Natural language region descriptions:

= = = = = = =

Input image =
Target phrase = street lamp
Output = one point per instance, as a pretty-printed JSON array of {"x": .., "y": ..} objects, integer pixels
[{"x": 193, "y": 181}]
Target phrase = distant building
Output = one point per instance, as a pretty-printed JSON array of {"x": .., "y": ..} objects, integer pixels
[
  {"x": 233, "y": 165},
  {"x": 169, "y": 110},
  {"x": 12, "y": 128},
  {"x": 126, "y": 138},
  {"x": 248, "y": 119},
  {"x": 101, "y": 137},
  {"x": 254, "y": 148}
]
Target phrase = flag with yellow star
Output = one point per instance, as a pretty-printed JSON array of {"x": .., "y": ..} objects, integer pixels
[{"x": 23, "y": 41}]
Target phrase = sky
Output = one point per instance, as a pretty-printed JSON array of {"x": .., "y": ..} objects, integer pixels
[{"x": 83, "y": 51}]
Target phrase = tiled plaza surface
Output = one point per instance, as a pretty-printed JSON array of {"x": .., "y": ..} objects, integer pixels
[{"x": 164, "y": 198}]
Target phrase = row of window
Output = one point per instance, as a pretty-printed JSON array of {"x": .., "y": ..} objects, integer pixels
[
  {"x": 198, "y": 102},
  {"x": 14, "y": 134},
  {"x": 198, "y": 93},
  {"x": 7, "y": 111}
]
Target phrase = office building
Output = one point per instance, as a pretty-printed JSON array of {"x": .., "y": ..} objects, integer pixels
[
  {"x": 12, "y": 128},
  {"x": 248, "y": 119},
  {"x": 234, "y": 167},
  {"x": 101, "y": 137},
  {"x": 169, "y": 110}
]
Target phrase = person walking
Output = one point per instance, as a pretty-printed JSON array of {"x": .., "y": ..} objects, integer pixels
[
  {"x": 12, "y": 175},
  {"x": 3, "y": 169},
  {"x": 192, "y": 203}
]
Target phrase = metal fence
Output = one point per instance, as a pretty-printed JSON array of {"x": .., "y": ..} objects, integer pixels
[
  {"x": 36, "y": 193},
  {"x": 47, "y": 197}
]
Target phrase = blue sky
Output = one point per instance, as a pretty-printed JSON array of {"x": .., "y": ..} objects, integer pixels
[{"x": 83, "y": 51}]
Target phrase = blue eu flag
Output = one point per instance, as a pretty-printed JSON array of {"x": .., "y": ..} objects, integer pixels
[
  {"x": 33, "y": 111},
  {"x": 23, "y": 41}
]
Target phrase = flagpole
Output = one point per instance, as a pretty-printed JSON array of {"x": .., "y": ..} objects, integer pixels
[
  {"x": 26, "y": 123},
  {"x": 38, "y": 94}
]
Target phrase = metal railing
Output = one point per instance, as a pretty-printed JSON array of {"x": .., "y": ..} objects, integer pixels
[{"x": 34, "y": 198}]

= = = = = = =

__Prompt__. The lines above, from the first through the one containing "Target phrase = row of window", must be restated word for word, with nothing added.

__Exercise response__.
Input image =
Target phrase = street lamp
Output = one point per instance, as a pretty-printed JSON array of {"x": .., "y": ..} objects, integer pixels
[{"x": 193, "y": 181}]
Target phrase = distant building
Output = one point per instance, as a pretty-printed JSON array of {"x": .., "y": ..} objects, integer pixels
[
  {"x": 233, "y": 165},
  {"x": 169, "y": 110},
  {"x": 12, "y": 128},
  {"x": 126, "y": 138},
  {"x": 248, "y": 119},
  {"x": 101, "y": 137},
  {"x": 254, "y": 148}
]
Target phrase = flag with yellow star
Output = one point per instance, as a pretty-printed JSON array of {"x": .., "y": ..} objects, integer pixels
[{"x": 23, "y": 41}]
Target phrase = sky
Output = one point per instance, as a pretty-printed JSON array of {"x": .., "y": ..} objects, integer pixels
[{"x": 83, "y": 51}]
Target phrase = tiled plaza surface
Output = one point per instance, as a pretty-printed JSON array of {"x": .., "y": ..} objects, integer pixels
[{"x": 164, "y": 198}]
Target phrase = row of window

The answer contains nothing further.